Records from a dataset:

[Start of section]

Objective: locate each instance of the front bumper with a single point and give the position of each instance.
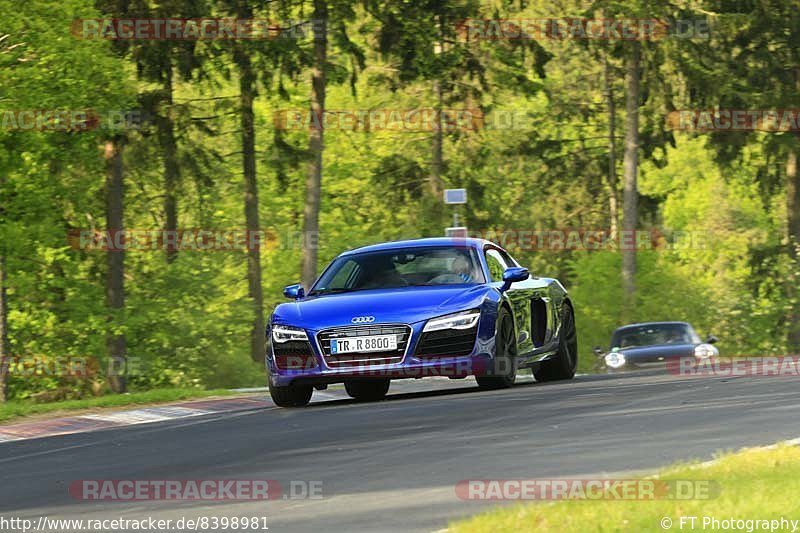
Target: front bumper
(479, 361)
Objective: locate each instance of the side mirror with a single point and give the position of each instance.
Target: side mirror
(294, 292)
(513, 275)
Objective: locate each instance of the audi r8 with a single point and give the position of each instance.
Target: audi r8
(410, 309)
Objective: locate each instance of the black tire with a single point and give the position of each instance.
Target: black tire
(504, 373)
(564, 364)
(367, 390)
(291, 395)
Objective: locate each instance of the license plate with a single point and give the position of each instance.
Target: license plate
(372, 343)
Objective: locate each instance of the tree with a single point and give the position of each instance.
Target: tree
(631, 169)
(315, 144)
(115, 285)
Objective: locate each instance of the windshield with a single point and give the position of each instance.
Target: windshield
(654, 335)
(405, 267)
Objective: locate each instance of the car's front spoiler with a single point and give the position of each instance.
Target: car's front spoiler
(411, 368)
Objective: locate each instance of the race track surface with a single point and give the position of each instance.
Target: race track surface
(393, 465)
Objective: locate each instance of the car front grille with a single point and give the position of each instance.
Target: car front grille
(324, 337)
(293, 355)
(447, 343)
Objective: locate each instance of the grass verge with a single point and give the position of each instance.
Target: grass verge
(15, 410)
(757, 484)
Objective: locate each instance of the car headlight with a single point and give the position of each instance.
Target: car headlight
(704, 351)
(615, 359)
(288, 333)
(463, 320)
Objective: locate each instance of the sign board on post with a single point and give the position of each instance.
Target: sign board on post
(459, 232)
(455, 196)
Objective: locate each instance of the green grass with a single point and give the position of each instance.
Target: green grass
(14, 410)
(754, 484)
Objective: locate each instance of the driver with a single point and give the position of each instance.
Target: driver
(384, 275)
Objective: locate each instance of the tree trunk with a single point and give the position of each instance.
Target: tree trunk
(4, 355)
(115, 283)
(247, 80)
(630, 169)
(169, 148)
(437, 159)
(613, 198)
(315, 147)
(793, 228)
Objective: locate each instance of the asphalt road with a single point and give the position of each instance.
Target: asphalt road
(392, 465)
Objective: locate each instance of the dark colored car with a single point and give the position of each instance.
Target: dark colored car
(655, 344)
(411, 309)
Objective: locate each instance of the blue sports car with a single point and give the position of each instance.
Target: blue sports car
(430, 307)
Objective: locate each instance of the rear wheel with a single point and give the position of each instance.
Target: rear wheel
(367, 390)
(563, 365)
(504, 373)
(291, 395)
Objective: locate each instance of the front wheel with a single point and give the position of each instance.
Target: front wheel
(504, 373)
(367, 390)
(565, 362)
(291, 395)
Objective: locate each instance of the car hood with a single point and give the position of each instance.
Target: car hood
(404, 305)
(658, 352)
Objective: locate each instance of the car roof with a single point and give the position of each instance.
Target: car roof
(422, 243)
(662, 323)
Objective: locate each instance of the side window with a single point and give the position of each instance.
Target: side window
(508, 260)
(496, 263)
(343, 278)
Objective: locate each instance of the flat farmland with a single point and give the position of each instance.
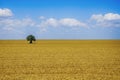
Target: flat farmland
(60, 60)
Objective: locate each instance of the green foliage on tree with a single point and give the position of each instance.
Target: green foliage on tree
(31, 38)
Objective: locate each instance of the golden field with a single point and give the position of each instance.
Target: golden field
(60, 60)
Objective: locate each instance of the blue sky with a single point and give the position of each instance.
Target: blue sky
(60, 19)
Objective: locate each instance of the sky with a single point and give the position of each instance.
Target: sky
(60, 19)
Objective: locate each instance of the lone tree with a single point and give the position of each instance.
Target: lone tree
(30, 38)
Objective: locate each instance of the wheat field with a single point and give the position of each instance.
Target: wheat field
(60, 60)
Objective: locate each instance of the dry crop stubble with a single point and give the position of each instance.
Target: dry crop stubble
(60, 60)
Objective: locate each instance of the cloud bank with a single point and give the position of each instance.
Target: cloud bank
(5, 12)
(106, 20)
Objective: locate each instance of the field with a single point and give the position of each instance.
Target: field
(60, 60)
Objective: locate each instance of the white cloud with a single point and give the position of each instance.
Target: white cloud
(68, 22)
(5, 12)
(64, 22)
(107, 20)
(72, 22)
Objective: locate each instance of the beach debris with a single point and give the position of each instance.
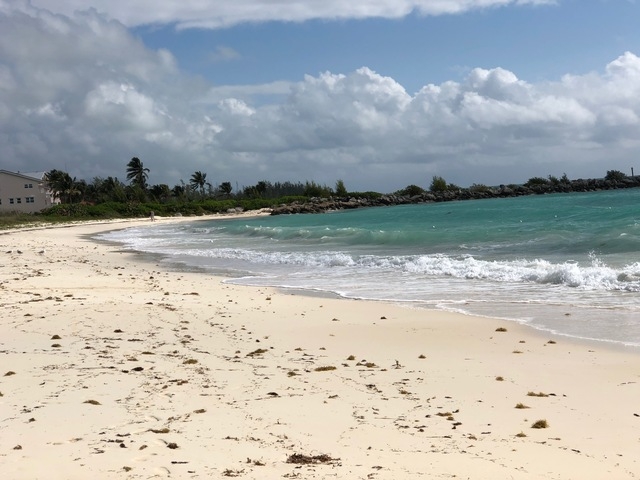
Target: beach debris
(539, 394)
(540, 424)
(301, 459)
(159, 430)
(325, 368)
(232, 473)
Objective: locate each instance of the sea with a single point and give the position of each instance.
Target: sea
(567, 264)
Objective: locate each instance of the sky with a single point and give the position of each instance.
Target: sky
(378, 93)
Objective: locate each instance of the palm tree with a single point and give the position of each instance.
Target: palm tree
(137, 174)
(199, 180)
(225, 188)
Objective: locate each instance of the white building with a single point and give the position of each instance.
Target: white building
(24, 192)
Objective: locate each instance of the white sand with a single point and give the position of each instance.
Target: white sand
(167, 359)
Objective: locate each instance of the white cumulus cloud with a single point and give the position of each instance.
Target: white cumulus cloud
(81, 93)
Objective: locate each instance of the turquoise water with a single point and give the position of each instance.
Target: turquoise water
(565, 263)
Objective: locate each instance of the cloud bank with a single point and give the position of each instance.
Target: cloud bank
(217, 14)
(82, 94)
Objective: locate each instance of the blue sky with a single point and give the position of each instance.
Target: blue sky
(380, 94)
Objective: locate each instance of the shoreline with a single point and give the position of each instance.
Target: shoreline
(194, 377)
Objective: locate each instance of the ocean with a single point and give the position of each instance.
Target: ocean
(563, 263)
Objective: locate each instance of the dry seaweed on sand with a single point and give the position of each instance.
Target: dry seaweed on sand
(299, 458)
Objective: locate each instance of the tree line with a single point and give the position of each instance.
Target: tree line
(70, 190)
(110, 197)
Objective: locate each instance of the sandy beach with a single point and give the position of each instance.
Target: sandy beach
(113, 365)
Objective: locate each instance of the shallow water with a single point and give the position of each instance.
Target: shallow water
(566, 263)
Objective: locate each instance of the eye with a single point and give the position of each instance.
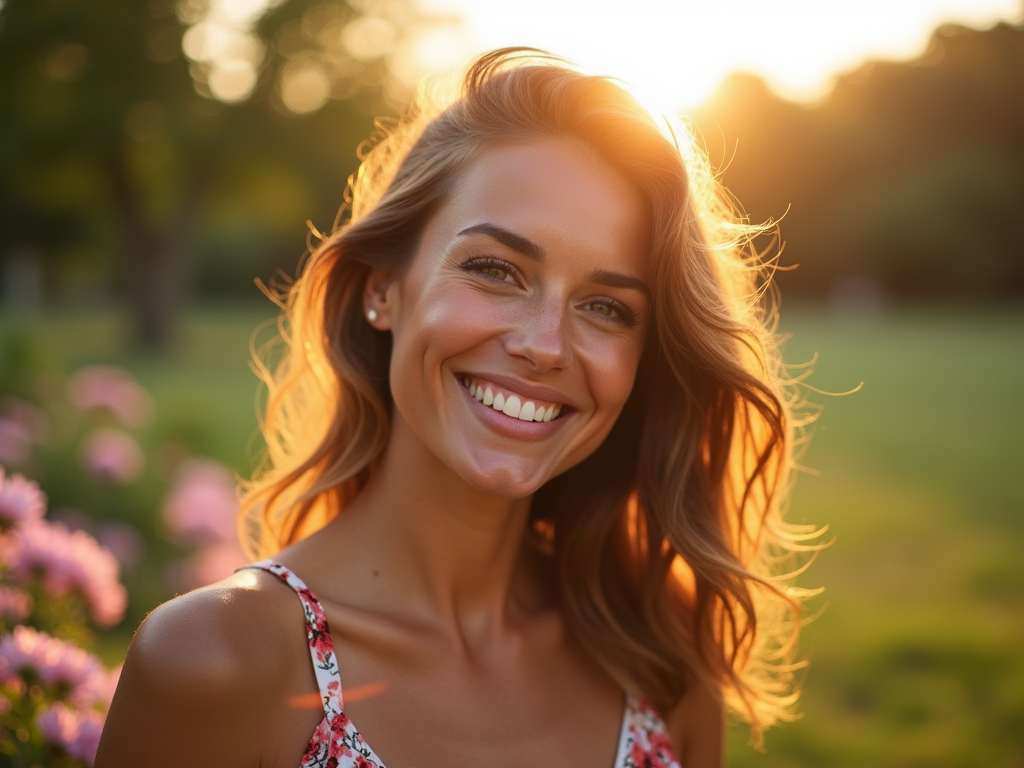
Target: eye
(493, 268)
(611, 311)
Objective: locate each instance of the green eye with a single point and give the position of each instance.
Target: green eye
(497, 272)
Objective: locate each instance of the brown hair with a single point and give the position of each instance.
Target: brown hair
(667, 541)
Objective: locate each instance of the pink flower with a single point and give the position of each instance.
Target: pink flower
(207, 566)
(113, 389)
(112, 455)
(70, 562)
(75, 732)
(123, 541)
(202, 507)
(31, 655)
(20, 500)
(14, 604)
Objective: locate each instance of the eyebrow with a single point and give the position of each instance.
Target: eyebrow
(531, 250)
(515, 242)
(617, 280)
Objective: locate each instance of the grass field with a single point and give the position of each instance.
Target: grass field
(918, 654)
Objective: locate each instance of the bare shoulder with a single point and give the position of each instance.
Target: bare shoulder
(212, 664)
(218, 633)
(696, 725)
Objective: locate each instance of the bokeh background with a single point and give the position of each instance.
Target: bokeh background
(158, 156)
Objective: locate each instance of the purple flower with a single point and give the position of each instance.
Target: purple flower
(75, 732)
(112, 455)
(20, 500)
(14, 604)
(70, 562)
(113, 389)
(202, 507)
(73, 674)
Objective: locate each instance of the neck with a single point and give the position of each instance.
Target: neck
(442, 549)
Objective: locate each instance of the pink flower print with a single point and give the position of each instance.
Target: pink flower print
(112, 455)
(20, 500)
(112, 389)
(72, 674)
(75, 732)
(15, 605)
(70, 562)
(202, 507)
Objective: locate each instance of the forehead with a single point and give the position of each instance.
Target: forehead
(557, 194)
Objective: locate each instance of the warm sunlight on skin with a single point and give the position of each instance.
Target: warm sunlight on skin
(675, 53)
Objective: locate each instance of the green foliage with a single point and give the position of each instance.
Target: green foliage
(908, 174)
(915, 654)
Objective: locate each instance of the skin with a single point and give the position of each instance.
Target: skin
(451, 649)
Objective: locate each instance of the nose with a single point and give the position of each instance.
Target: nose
(542, 336)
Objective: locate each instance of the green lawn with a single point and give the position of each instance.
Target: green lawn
(918, 656)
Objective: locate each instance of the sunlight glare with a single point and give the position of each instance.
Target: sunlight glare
(677, 53)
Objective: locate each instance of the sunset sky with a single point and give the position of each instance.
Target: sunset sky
(675, 52)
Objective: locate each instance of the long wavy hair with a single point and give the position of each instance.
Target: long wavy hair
(668, 546)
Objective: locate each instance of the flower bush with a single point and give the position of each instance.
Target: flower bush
(148, 507)
(54, 583)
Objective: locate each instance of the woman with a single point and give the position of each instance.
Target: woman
(525, 454)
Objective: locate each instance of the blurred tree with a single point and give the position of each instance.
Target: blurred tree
(152, 130)
(908, 173)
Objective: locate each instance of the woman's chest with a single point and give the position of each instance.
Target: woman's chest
(455, 713)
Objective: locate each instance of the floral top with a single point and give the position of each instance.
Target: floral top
(643, 741)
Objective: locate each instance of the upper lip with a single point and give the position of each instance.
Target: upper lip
(538, 391)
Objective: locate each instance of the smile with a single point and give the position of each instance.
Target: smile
(511, 403)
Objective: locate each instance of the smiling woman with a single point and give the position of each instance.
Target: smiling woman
(526, 451)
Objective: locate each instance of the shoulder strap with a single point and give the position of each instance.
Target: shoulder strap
(317, 634)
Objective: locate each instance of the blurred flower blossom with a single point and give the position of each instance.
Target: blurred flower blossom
(112, 455)
(14, 603)
(202, 507)
(20, 500)
(33, 656)
(70, 562)
(77, 732)
(113, 389)
(123, 541)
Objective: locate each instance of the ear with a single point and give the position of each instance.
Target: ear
(378, 298)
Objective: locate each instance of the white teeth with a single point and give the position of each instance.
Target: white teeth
(512, 407)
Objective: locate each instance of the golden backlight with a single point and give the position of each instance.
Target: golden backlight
(675, 52)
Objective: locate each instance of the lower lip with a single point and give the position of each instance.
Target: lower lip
(525, 430)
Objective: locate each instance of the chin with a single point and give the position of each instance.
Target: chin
(506, 481)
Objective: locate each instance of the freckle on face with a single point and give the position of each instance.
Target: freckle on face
(448, 321)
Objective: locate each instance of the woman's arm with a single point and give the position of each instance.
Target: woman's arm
(201, 683)
(697, 729)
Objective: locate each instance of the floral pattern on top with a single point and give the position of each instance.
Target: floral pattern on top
(643, 740)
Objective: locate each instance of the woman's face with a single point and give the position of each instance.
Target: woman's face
(519, 323)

[End of section]

- Your objective
After locating "Objective: locate each instance of the flat" and "Objective: locate each instance of the beach" in the records above, return exactly the line holding each one and every line between them; leave out the pictures.

- Response
Objective: locate each instance of the flat farmland with a single point and give the position of each instance.
Target: flat farmland
(60, 60)
Objective: locate each instance of the green foliage on tree with a single point and give the position of each instance.
Target: green foliage on tree
(31, 38)
Objective: locate each instance of the golden field with a single point and give the position of each instance.
Target: golden field
(60, 60)
Objective: locate each instance of the blue sky with a single point and give the position of each instance.
Target: blue sky
(60, 19)
Objective: locate each instance of the sky with a single point and give the position of each instance.
Target: sky
(60, 19)
Objective: locate each instance of the lone tree with a single point and give the position of each instance.
Target: lone tree
(30, 38)
Objective: locate each instance of the wheat field with a single point and give the position of each instance.
Target: wheat field
(60, 60)
Objective: locate each instance of the dry crop stubble with a single point and give the position of each instance.
Target: dry crop stubble
(60, 60)
Objective: locate each instance of the cloud bank with a single point and give the position of each instance.
Target: cloud bank
(5, 12)
(106, 20)
Objective: locate each instance of the field with a single point and give the position of each instance.
Target: field
(60, 60)
Objective: locate each instance of the white cloud with a single point and give the position of each instance.
Target: white cloud
(68, 22)
(5, 12)
(64, 22)
(107, 20)
(72, 22)
Objective: locate each instance of the beach debris with a single point and give the position of each instance.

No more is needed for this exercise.